### Information given
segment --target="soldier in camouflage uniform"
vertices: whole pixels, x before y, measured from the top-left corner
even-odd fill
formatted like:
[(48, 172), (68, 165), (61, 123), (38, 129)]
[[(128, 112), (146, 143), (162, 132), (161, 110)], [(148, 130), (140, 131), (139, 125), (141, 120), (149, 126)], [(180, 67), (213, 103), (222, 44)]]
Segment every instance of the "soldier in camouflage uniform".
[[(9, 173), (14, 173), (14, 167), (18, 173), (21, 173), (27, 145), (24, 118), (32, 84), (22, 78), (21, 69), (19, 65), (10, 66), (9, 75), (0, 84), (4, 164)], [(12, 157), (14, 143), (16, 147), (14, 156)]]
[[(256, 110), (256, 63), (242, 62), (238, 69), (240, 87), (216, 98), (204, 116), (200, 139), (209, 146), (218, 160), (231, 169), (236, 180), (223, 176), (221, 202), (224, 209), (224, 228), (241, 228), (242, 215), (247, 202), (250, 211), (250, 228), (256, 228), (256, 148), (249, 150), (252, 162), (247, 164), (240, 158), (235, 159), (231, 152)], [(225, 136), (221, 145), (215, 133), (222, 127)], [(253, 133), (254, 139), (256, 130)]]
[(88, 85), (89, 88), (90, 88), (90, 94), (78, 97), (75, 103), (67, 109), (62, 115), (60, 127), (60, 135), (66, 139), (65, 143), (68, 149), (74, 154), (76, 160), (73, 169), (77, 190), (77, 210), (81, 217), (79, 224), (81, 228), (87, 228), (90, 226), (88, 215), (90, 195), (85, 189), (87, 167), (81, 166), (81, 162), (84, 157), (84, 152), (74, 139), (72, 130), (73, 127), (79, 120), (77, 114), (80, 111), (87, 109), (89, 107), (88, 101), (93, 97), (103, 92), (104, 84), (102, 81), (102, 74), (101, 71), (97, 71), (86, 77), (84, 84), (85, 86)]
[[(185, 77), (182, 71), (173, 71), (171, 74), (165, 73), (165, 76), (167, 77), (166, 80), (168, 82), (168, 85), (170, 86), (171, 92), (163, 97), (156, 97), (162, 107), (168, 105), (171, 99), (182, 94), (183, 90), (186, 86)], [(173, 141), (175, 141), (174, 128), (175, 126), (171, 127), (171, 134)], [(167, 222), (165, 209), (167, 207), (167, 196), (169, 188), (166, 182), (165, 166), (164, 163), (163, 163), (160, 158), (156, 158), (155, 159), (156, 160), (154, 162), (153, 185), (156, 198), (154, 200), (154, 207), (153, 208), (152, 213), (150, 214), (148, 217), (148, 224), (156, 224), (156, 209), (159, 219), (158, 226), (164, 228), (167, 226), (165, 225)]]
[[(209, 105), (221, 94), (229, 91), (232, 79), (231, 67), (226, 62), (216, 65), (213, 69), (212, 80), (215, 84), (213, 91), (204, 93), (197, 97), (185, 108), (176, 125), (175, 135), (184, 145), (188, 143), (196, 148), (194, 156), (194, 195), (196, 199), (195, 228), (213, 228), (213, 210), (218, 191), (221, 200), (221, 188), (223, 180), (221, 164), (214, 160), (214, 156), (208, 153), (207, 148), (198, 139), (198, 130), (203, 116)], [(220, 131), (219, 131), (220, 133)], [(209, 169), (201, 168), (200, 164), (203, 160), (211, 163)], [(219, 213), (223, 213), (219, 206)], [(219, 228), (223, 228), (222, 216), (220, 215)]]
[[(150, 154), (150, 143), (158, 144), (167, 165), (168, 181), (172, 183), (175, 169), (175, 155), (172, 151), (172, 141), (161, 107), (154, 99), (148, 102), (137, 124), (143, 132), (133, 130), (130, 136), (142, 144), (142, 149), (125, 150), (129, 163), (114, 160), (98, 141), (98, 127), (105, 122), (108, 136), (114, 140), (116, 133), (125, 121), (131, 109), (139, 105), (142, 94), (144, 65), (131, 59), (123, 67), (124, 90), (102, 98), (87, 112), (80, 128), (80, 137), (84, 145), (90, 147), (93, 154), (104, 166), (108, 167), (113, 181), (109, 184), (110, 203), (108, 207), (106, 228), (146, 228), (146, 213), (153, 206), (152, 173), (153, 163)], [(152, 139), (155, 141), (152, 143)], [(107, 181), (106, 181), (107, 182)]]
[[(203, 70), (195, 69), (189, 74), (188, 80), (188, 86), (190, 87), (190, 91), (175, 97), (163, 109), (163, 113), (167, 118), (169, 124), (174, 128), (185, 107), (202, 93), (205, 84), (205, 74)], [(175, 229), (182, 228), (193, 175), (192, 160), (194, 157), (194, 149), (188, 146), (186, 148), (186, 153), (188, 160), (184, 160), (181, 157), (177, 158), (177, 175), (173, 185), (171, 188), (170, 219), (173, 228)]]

--

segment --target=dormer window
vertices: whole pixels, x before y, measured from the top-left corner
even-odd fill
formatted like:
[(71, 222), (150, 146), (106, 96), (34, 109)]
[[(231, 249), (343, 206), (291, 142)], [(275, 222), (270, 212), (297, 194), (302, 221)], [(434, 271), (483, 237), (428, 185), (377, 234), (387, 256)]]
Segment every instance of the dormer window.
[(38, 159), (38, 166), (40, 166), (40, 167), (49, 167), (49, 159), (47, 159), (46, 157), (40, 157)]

### Your instructions
Switch "dormer window" to "chimney" in the part that opens with the line containing "segment --target=dormer window" and closes with the line containing "Segment every instance of the dormer window.", and give those lines again with nothing else altered.

### Final answer
segment --target=chimney
vertices: whole pixels, x before y, measured from the top-left corner
even-odd fill
formatted like:
[(71, 222), (150, 146), (106, 96), (34, 109)]
[[(231, 249), (343, 206), (291, 142)], [(275, 222), (270, 212), (297, 194), (302, 221)], [(434, 271), (483, 237), (428, 185), (377, 234), (387, 256)]]
Segment every instance of the chimney.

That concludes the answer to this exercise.